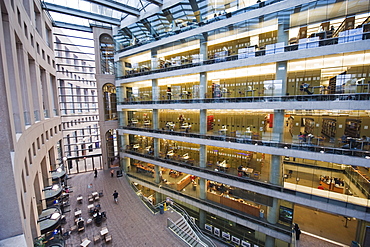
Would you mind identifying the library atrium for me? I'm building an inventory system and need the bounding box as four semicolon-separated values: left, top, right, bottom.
0;0;370;247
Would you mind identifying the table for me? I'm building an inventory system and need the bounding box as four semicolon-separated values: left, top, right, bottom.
75;209;82;217
80;239;91;247
218;129;228;135
100;227;109;237
242;167;253;175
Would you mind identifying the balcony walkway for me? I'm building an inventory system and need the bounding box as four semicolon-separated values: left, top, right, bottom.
63;170;350;247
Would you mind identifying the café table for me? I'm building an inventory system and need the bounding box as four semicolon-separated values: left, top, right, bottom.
77;196;83;203
242;167;253;176
80;238;91;247
100;227;109;237
75;209;82;217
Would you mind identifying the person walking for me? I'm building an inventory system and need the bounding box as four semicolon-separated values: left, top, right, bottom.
113;190;118;203
294;223;301;240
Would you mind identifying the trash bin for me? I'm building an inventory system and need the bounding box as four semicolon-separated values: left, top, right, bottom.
159;204;164;214
117;170;122;178
260;209;265;219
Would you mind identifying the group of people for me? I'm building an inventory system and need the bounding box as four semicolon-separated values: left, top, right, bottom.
320;176;344;186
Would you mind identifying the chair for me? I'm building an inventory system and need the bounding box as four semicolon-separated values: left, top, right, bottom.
253;171;261;179
105;235;112;243
86;218;92;226
93;234;100;243
77;220;85;232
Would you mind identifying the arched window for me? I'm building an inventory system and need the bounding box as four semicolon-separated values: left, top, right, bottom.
99;34;114;75
103;83;117;121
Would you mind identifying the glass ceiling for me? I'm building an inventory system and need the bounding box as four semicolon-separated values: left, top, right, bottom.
43;0;283;50
42;0;161;27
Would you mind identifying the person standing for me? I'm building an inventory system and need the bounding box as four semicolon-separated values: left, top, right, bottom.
113;190;118;203
294;223;301;240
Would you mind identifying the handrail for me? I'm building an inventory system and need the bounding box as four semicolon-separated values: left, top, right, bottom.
127;173;294;236
120;126;370;159
117;92;370;105
171;203;217;247
167;218;207;247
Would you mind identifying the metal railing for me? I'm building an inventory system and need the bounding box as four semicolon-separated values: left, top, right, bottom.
167;218;207;247
119;126;370;159
170;203;217;247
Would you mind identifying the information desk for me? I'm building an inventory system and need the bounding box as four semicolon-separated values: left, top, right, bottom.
320;181;344;194
207;192;260;217
176;175;191;191
134;164;154;177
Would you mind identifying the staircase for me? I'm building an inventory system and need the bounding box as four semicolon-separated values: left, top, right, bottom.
167;203;216;247
167;217;207;247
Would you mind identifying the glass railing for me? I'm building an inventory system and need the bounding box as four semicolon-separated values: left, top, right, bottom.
127;174;292;236
116;29;370;80
23;111;31;125
125;150;369;213
115;0;284;52
120;126;370;159
118;92;370;105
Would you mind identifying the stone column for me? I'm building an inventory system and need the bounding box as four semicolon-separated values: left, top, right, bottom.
151;48;158;70
276;11;290;95
274;61;288;96
199;33;208;99
152;109;159;130
265;110;285;246
153;138;160;158
120;134;130;173
152;79;159;101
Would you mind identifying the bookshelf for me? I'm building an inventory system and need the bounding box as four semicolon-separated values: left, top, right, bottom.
344;118;361;138
321;118;337;137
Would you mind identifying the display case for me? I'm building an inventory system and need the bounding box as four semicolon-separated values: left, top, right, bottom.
321;118;337;138
344;119;361;138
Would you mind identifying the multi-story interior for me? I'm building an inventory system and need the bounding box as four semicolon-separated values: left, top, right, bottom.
0;1;65;246
115;0;370;246
0;0;370;247
53;28;102;174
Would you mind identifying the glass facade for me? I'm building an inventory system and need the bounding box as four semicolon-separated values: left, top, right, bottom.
114;0;370;246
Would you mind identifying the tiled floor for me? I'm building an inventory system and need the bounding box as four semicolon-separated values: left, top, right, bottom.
63;171;187;247
63;170;355;247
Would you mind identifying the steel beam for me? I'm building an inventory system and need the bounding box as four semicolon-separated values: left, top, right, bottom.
53;21;92;33
86;0;140;16
43;2;121;26
146;0;163;6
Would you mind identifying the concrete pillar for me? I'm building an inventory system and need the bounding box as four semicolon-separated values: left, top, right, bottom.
274;61;288;96
199;178;207;200
199;145;207;168
155;192;163;204
199;209;207;230
151;48;158;70
154;166;161;184
153;138;160;158
265;110;285;246
199;33;208;99
152;79;159;101
152;109;159;130
277;11;290;45
199;109;207;135
118;110;128;127
199;72;207;99
272;110;285;142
------------------------------------------------------------------------
- **Exercise instructions**: Please convert all of the rows above into a JSON list of strings, one string per line, skipping blank lines and leaving the pictures out.

- **The reply**:
[
  "Would you mind identifying the library atrium for me? I'm building an inventory system and need the bounding box as four semicolon-separated values: left, top, right, bottom.",
  "0;0;370;247",
  "Would you mind identifying the table for me? I'm building an inventory system and need the bounding box as four semicolon-separated values: left, top, right, bottom.",
  "75;209;82;217",
  "80;239;91;247",
  "218;129;228;135",
  "100;227;109;237",
  "242;167;253;175",
  "Would you mind identifying the balcony walkway for me? I'm building an inventory system and need the bounding box as four semicolon-separated values: left, top, right, bottom.",
  "63;170;350;247",
  "Would you mind identifying the café table for me? I'm building an inventory system and need the bounding box as four semicolon-separated values: left, top, right, bottom.",
  "77;196;83;203",
  "242;167;253;176",
  "80;238;91;247",
  "100;227;109;237",
  "75;209;82;217",
  "Would you mind identifying the person walking for me? I'm building an inventory system and need the bounding box as four semicolon-separated values: left, top, right, bottom.",
  "113;190;118;203",
  "294;223;301;240",
  "Would you mind identifying the trash bin for me? I'm building an inventory system and need the bounding box as four semicolon-separated values: left, top, right, bottom.",
  "159;204;164;214",
  "117;170;122;178",
  "260;209;265;219",
  "Would you mind identifying the group of people for me? I'm building an inventory system and need the bounding box as four semicolon-separated values: left, top, right, bottom.",
  "320;176;344;186",
  "Would you mind identifying the chair for me? I'm building an inventory system and need the bounding box as four semicolon-separated values: left, top, right, bottom.",
  "253;171;261;179",
  "105;235;112;243",
  "86;218;92;226",
  "93;234;100;243",
  "77;220;85;232",
  "Would you mind identifying the arched window for me? I'm building an inventory system and need the bounding box as four semicolon-separated values: left, top, right, bottom.",
  "99;34;114;75",
  "103;83;117;121",
  "Would you mind identifying the glass ceiling for me? I'm building an inventory system and need the bounding box as four semicolon-separated values: left, top, right, bottom.",
  "43;0;283;50",
  "42;0;161;27",
  "Would you mind identifying the person standing for me? I'm building an inventory system and need the bounding box as four semicolon-separated values: left, top, right, bottom.",
  "113;190;118;203",
  "294;223;301;240",
  "Would you mind identifying the handrail for me? I'm building an inventory system and need the bounding box as four semicolon-separated values: left, top, right, bottom.",
  "127;173;294;236",
  "120;126;370;159",
  "117;92;370;105",
  "171;203;217;247",
  "167;218;207;247",
  "Would you mind identifying the metal railing for me? I'm building an inventory system and need the bounding box as four semicolon-separated values: left, top, right, bottom.",
  "167;218;207;247",
  "119;126;370;159",
  "170;203;217;247",
  "Would you mind identifying the information desk for me? I'm building an inventory system and need the bounding box as four semicolon-separated values: left, top, right, bottom.",
  "320;181;344;194",
  "207;192;260;217",
  "176;175;191;191",
  "134;164;154;177",
  "Would you mind identifying the staircase for me? I'm building an inventory system and need the bounding box as four semicolon-separated values: left, top, right, bottom.",
  "167;203;216;247",
  "167;217;207;247",
  "Would you mind identifying the glass railing for me? I'm building an inventory system and need the bounding box as four semicolon-separated values: left, top, right, bottom.",
  "127;174;292;236",
  "116;29;370;80",
  "23;111;31;125",
  "125;150;369;213",
  "115;0;284;52",
  "120;126;370;159",
  "118;92;370;105",
  "Would you mind identifying the stone column for me? I'm building an inventory system and need the bounding box as four semicolon-separated values: left, top, right, bottom.",
  "151;48;158;70",
  "276;11;290;95",
  "274;61;288;96",
  "199;33;208;99",
  "152;109;159;130",
  "265;110;285;246",
  "153;138;160;158",
  "120;134;130;173",
  "152;79;159;101",
  "Would you mind identifying the bookshelf for me? I'm building an inventory system and need the bounding box as four semicolon-separated values: left, top, right, bottom.",
  "344;118;361;138",
  "321;118;337;137",
  "Would you mind identifying the display case for me? I'm building an inventory system and need the bounding box as four semicolon-separated values: left, top, right, bottom.",
  "321;118;337;138",
  "344;119;361;138",
  "Would you mind identifying the multi-story interior for me? I'm building an inventory system and need the bounding box as four semicolon-separated values: left, top, right, bottom.",
  "0;1;65;246",
  "115;0;370;246",
  "0;0;370;247",
  "53;28;102;174",
  "Would you mind identifying the glass facade for me? I'm building an inventory system and need the bounding box as four semicolon-separated values: left, top, right, bottom.",
  "114;0;370;246",
  "Would you mind identifying the tiled floor for me? I'm building an inventory system and need the bounding box as four semicolon-separated values: left, top, right, bottom.",
  "63;171;187;247",
  "63;170;355;247",
  "Would you mind identifying the steel beam for me? I'm building an inventory system and need the bounding box as four semicolon-separated values: left, top, right, bottom.",
  "53;21;92;33",
  "86;0;140;16",
  "43;2;121;26",
  "146;0;163;6",
  "Would you mind identifying the concrete pillar for me? I'm building an inventory system and need the bounding box as four semicolon-separated values: left, top, right, bottom.",
  "274;61;288;96",
  "199;178;207;200",
  "199;145;207;168",
  "155;192;163;204",
  "199;209;207;230",
  "151;48;158;70",
  "154;166;161;184",
  "153;138;160;158",
  "265;110;285;246",
  "199;33;208;99",
  "152;79;159;101",
  "152;109;159;130",
  "277;11;290;45",
  "199;109;207;135",
  "118;110;128;127",
  "199;72;207;99",
  "272;110;285;142"
]